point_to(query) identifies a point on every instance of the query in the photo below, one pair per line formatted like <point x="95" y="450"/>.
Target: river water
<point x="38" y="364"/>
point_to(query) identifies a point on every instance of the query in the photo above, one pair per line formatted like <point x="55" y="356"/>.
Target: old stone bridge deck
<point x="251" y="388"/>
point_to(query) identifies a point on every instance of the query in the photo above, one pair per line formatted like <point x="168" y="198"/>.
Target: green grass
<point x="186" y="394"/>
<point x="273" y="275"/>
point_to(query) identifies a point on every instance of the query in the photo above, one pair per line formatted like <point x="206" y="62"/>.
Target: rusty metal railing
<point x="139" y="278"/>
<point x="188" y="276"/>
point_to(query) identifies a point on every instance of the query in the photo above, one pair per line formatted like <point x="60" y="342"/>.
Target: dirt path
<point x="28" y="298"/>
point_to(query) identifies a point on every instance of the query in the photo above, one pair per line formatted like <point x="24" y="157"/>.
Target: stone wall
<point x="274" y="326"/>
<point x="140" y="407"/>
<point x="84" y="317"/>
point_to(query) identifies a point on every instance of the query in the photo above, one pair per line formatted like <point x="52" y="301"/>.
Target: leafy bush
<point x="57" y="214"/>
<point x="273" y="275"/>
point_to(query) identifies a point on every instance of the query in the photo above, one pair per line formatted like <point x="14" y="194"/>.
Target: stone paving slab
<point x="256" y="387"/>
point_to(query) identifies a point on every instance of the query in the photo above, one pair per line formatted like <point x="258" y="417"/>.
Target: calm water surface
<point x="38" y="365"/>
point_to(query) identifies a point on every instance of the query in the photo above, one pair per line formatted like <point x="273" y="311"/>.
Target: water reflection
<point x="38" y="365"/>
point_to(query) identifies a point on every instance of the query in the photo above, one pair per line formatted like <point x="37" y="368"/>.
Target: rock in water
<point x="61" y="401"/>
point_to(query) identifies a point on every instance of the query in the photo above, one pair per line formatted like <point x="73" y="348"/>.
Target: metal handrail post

....................

## Task:
Emit the records above again, exactly, with no line skipped.

## Answer to this exercise:
point_to(query) identifies a point on every instance of the query in the photo below, one pair per line formatted like <point x="95" y="450"/>.
Target: river water
<point x="38" y="364"/>
point_to(query) identifies a point on every instance of the query in the photo above, one pair per line formatted like <point x="55" y="356"/>.
Target: old stone bridge deck
<point x="251" y="388"/>
point_to(query) identifies a point on every instance of the query in the photo above, one pair per line formatted like <point x="168" y="198"/>.
Target: green grass
<point x="186" y="394"/>
<point x="273" y="275"/>
point_to(query) identifies a point on every instance of the query in the photo above, one pair per line formatted like <point x="206" y="62"/>.
Target: rusty metal railing
<point x="139" y="278"/>
<point x="188" y="276"/>
point_to(query) identifies a point on every instance of the query in the photo above, one pair per line formatted like <point x="60" y="342"/>.
Target: dirt path
<point x="28" y="298"/>
point_to(query) identifies a point on every instance of the query in the photo above, one pair per line formatted like <point x="24" y="157"/>.
Target: stone wall
<point x="274" y="326"/>
<point x="140" y="407"/>
<point x="84" y="317"/>
point_to(query) identifies a point on every instance of the query in the photo above, one pair per line formatted like <point x="52" y="301"/>.
Target: leafy bush
<point x="57" y="214"/>
<point x="273" y="275"/>
point_to(query) identifies a point on every instance of the query in the photo above, one pair per line formatted like <point x="14" y="194"/>.
Target: stone paving slab
<point x="256" y="387"/>
point_to(query) identifies a point on every instance of the query in the photo above, one pair per line formatted like <point x="258" y="417"/>.
Target: calm water surface
<point x="38" y="365"/>
point_to(query) identifies a point on every instance of the query in the photo above, one pair per line formatted like <point x="273" y="311"/>.
Target: water reflection
<point x="38" y="365"/>
point_to(query) identifies a point on every instance of the query in the photo above, one pair per line formatted like <point x="37" y="368"/>.
Target: rock in water
<point x="61" y="401"/>
point_to(query) identifies a point on every instance of the query in the photo above, one pair per line formatted like <point x="73" y="348"/>.
Target: metal handrail post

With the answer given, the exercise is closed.